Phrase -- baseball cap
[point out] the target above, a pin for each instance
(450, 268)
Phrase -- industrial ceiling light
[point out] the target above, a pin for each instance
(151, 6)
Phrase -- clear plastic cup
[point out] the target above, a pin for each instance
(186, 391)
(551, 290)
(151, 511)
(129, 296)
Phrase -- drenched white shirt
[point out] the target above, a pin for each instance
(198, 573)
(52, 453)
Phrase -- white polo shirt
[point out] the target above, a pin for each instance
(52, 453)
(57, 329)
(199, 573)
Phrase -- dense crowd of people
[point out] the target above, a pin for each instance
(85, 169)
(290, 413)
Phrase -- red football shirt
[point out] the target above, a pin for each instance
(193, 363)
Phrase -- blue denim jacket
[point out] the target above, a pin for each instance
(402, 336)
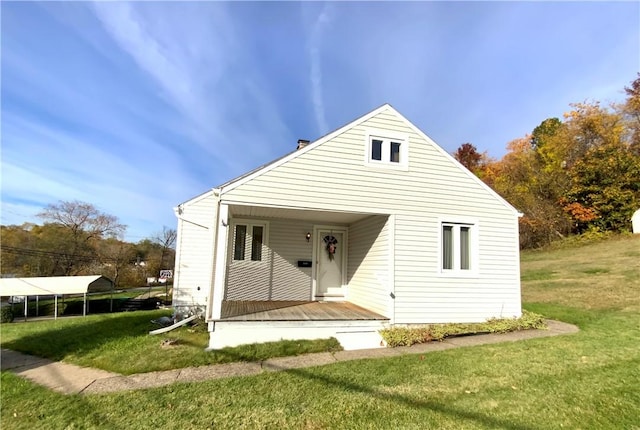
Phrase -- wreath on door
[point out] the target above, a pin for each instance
(330, 245)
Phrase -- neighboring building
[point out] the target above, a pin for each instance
(371, 225)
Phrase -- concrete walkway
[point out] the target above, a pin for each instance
(72, 379)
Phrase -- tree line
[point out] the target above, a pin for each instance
(575, 175)
(78, 239)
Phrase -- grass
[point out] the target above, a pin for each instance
(120, 343)
(581, 381)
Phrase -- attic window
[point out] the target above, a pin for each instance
(458, 247)
(387, 151)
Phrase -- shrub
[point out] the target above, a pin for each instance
(407, 336)
(6, 314)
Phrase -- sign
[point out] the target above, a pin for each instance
(166, 274)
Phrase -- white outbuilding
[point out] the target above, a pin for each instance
(635, 222)
(54, 286)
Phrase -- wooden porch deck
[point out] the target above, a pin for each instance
(295, 311)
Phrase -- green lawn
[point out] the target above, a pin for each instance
(587, 380)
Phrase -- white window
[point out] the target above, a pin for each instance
(384, 150)
(249, 238)
(457, 251)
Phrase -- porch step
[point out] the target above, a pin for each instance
(352, 334)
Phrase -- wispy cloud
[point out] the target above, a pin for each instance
(315, 47)
(138, 106)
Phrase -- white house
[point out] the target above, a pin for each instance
(369, 226)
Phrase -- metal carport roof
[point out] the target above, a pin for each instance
(54, 286)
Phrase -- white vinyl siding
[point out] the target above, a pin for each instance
(433, 188)
(277, 276)
(368, 271)
(194, 251)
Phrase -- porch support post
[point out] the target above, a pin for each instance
(222, 233)
(391, 229)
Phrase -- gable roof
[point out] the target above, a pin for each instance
(235, 182)
(238, 181)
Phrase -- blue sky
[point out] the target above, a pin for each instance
(137, 107)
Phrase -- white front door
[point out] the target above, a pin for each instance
(330, 262)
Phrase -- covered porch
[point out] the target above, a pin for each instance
(285, 273)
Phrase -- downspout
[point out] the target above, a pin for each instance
(214, 256)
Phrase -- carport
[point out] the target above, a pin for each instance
(54, 286)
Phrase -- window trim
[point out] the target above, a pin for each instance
(388, 138)
(457, 223)
(248, 240)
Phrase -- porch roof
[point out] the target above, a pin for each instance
(323, 216)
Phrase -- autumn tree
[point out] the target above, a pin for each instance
(631, 112)
(468, 155)
(519, 178)
(167, 241)
(80, 225)
(605, 189)
(115, 259)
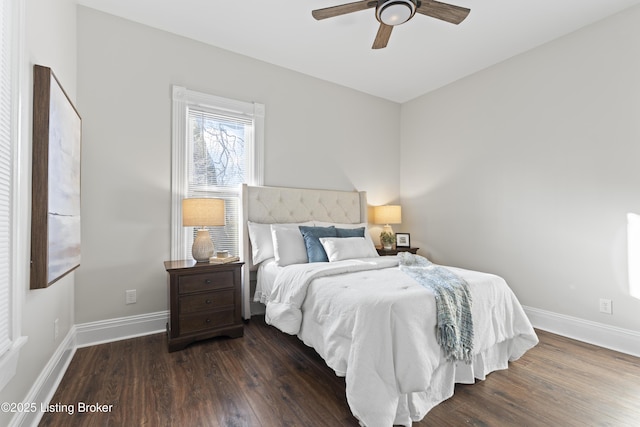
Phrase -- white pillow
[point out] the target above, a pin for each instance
(261, 241)
(288, 244)
(340, 248)
(367, 235)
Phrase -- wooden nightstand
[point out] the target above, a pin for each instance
(205, 301)
(394, 251)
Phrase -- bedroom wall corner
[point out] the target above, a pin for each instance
(48, 38)
(528, 169)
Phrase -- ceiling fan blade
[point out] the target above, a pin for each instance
(443, 11)
(330, 12)
(382, 38)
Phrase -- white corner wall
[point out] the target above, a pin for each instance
(529, 168)
(317, 135)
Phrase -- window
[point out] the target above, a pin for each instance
(633, 253)
(10, 340)
(217, 146)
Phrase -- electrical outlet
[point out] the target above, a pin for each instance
(130, 297)
(605, 306)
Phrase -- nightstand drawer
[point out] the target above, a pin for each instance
(206, 301)
(205, 321)
(205, 281)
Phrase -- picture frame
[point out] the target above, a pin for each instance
(55, 195)
(403, 240)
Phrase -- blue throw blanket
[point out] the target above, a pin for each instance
(453, 304)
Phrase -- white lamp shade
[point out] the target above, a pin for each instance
(387, 214)
(202, 212)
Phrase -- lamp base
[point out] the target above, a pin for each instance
(202, 248)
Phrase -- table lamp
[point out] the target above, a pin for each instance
(387, 214)
(201, 213)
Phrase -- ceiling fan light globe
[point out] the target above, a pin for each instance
(395, 12)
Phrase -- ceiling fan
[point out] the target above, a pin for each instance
(395, 12)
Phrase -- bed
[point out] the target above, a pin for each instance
(371, 321)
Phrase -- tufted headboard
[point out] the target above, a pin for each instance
(272, 205)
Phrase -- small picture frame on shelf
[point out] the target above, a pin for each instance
(403, 240)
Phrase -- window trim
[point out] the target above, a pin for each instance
(182, 99)
(9, 359)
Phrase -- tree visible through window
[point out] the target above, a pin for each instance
(218, 150)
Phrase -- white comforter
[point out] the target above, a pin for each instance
(376, 326)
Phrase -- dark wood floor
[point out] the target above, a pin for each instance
(270, 379)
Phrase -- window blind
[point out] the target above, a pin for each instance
(6, 161)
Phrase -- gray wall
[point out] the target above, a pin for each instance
(317, 135)
(49, 38)
(529, 168)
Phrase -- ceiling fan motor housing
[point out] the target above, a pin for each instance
(395, 12)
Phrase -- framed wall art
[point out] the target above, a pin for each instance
(55, 196)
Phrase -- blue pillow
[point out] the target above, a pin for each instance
(350, 232)
(311, 236)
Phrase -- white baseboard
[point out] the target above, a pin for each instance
(47, 382)
(94, 333)
(121, 328)
(611, 337)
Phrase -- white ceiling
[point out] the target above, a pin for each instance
(422, 54)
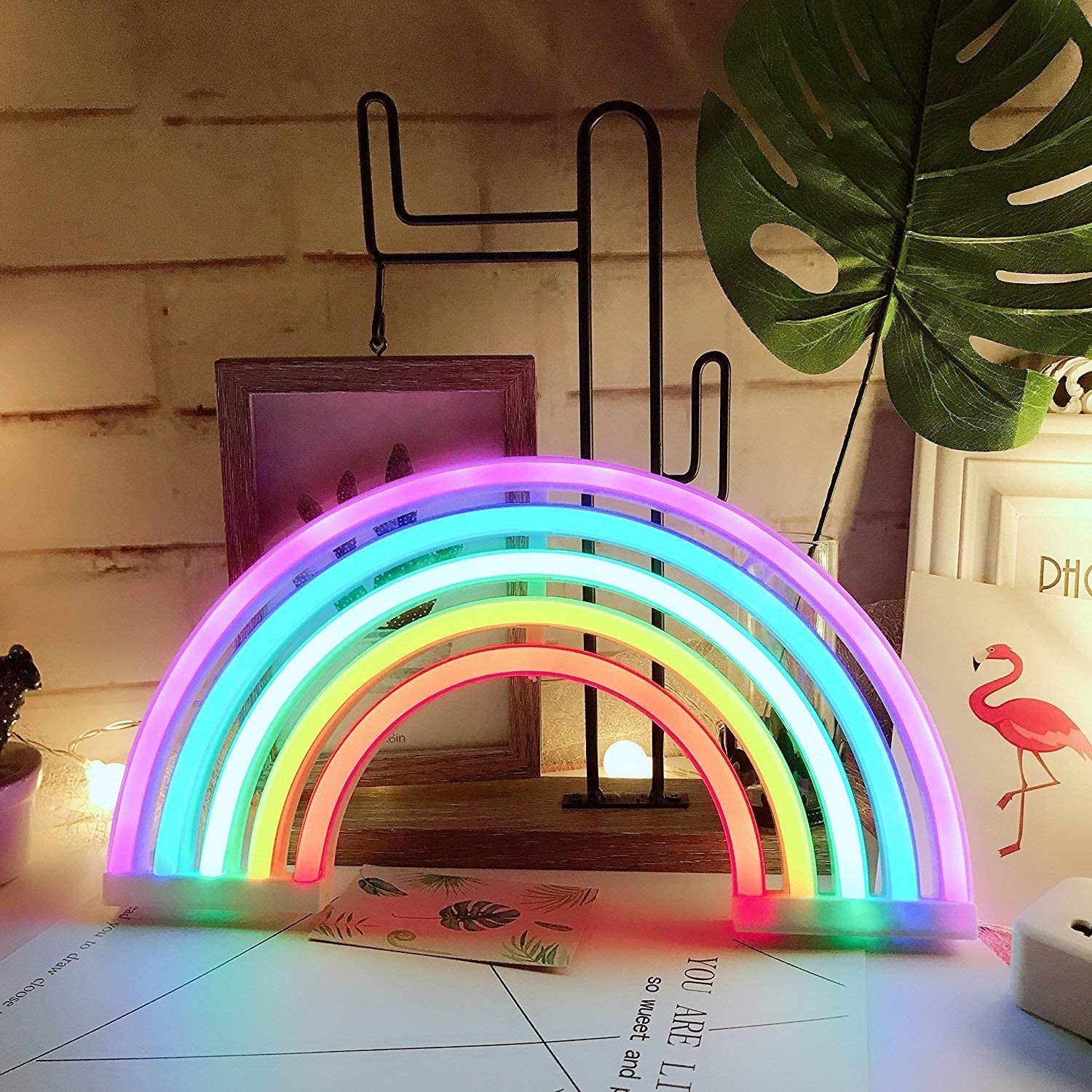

........

■ Exercise aim
Reproduce all of the entries above with each occurrence of "Phrase" changed to "Label" and everything else left unchanged. Omit the pictures from your version.

■ Result below
Label -- baseball cap
[point out] the target above, a pin for each instance
(450, 268)
Label -- industrial ceiling light
[point out] the target above, a pin for each instance
(151, 6)
Label -- clear plastic cup
[point out] the target above, a pin for each instance
(186, 391)
(551, 290)
(151, 511)
(129, 296)
Label -- drenched white shirt
[point out] the target above, a pin for each instance
(198, 573)
(52, 453)
Label -- white polo shirt
[point out] the target above, a pin for each instance
(52, 453)
(57, 329)
(199, 573)
Label -- dense crowd of people
[point out] the target above, a pin for each instance
(85, 169)
(290, 413)
Label -- red football shirt
[point out] the target above, a pin for each instance
(193, 363)
Label -- blue denim jacket
[point out] the target above, a pin for each instance
(402, 336)
Label -- wreath on door
[point out] the target above, a pin for each instance
(330, 245)
Label -- neighboring building
[point out] the target above, a pin for each instance
(371, 225)
Label -- concrete walkway
[point out] the target above, a pin for each instance
(72, 379)
Label -- tree line
[point out] the target above, a pin for each instance
(575, 175)
(78, 239)
Label -- grass
[point out] the target above, a pin for each instance
(120, 343)
(581, 381)
Label -- attic window
[point out] the target above, a pin for each instance
(458, 247)
(387, 151)
Label -- shrub
[point out] the target above, a pin for each instance
(407, 336)
(6, 314)
Label -- sign
[point out] the target above, a pin for each instance
(166, 274)
Label -- white outbuilding
[point out] the target above, a pin for each instance
(635, 222)
(54, 286)
Label -- wooden porch deck
[point out] the target above, a pin for each instance
(295, 311)
Label -- green lawn
[point out] the target above, a pin for each instance
(587, 380)
Label -- white window
[point out] the target above, a pin for each instance
(384, 150)
(249, 238)
(457, 251)
Label -- porch step
[point out] the target above, a pin for each instance
(352, 334)
Label -- wispy cloud
[point out] the target above, a pin for each instance
(315, 47)
(138, 106)
Label -- white house
[point out] the target above, a pin for each instance
(369, 226)
Label -- metal carport roof
[point out] the target above, a pin for each instance
(54, 286)
Label -- white vinyl siding
[point out] the target above, a pin for each instance
(433, 188)
(277, 276)
(368, 271)
(194, 251)
Label -- porch support post
[point out] the target above, a pin for each instance
(222, 233)
(391, 229)
Label -- gable roof
[point out] the target above, a pin for each instance
(235, 182)
(238, 181)
Label -- blue sky
[point out] the target above, a pin for each instance
(137, 107)
Label -- white front door
[point out] the target above, a pin for each instance
(330, 262)
Label -- covered porch
[point out] the target above, a pin for each instance
(285, 273)
Label -- downspout
[point out] the target above, a pin for each instance
(214, 256)
Label -- carport
[point out] the target above, a pin for each instance
(54, 286)
Label -- window trim
[point out] the target above, a pin for each instance
(388, 138)
(457, 223)
(248, 240)
Label -- porch roof
[point out] the target above, a pin for each instance
(323, 216)
Label -- autumn tree
[point out] the target above, a pin for each instance
(631, 112)
(468, 155)
(519, 178)
(167, 241)
(80, 225)
(605, 189)
(115, 259)
Label -- white pillow
[point out] the target above, a pin for each instance
(261, 241)
(288, 244)
(340, 248)
(367, 235)
Label -- wooden nightstand
[point out] the target above, a pin for each instance
(205, 301)
(394, 251)
Label -- bedroom wall corner
[point out] the target above, a pin for each instance
(48, 38)
(528, 169)
Label -- ceiling fan blade
[point out] the target above, a pin for each instance
(443, 11)
(330, 12)
(382, 38)
Label -- white corner wall
[point out] the target above, a pin for each instance
(529, 168)
(317, 135)
Label -- window
[point out] the target above, a pin for each instance
(633, 253)
(10, 340)
(217, 146)
Label -- electrical outlet
[point out] the target above, a pin for each instance
(130, 297)
(605, 306)
Label -- nightstand drawer
[point out] the target above, a pin for each instance
(206, 301)
(205, 321)
(205, 281)
Label -- picture frame
[point out] the target above, a pin for each instance
(55, 195)
(403, 240)
Label -- blue throw blanket
[point out] the target above, a pin for each instance
(453, 304)
Label -- white lamp shade
[point out] the target above, a pin for each instance
(387, 214)
(202, 212)
Label -- lamp base
[point out] the target above, a pin for each instance
(202, 248)
Label -- table lamp
[point out] the target above, a pin for each instance
(387, 214)
(201, 213)
Label -- ceiling fan light globe
[point out] the target above, a pin for each instance
(395, 12)
Label -- ceiling fan
[point out] the target above, a pin for each instance
(395, 12)
Label -- bed
[point out] the target above, a pin for each instance
(371, 321)
Label -- tufted headboard
[point out] the target above, a pin for each instance
(272, 205)
Label -- small picture frame on shelf
[point out] the target above, a pin for each instance
(403, 240)
Label -- window trim
[point out] the target above, a pin for each instance
(182, 99)
(9, 359)
Label -- tree visible through window
[point out] the target above, a pin for each instance
(218, 150)
Label -- white comforter
[point out] the target above, a pin for each instance
(376, 326)
Label -- dark wood floor
[point out] the target above, a pin for each instance
(270, 379)
Label -- window blind
[point out] the target above, a pin for each instance
(6, 161)
Label -- gray wall
[point out] the target above, a pin for each instance
(317, 135)
(49, 38)
(529, 168)
Label -- ceiling fan motor housing
[point out] the target above, a pin for each instance
(395, 12)
Label -- framed wall art
[point out] the target above, a pin for each instance
(55, 196)
Label -- blue pillow
[point out] the target above, a pin for each instance
(350, 232)
(311, 236)
Label -- white baseboard
[point out] the target above, a pin for each instance
(47, 382)
(94, 333)
(121, 328)
(611, 337)
Label -- white ceiling
[point out] the target above, a pin for each instance
(422, 54)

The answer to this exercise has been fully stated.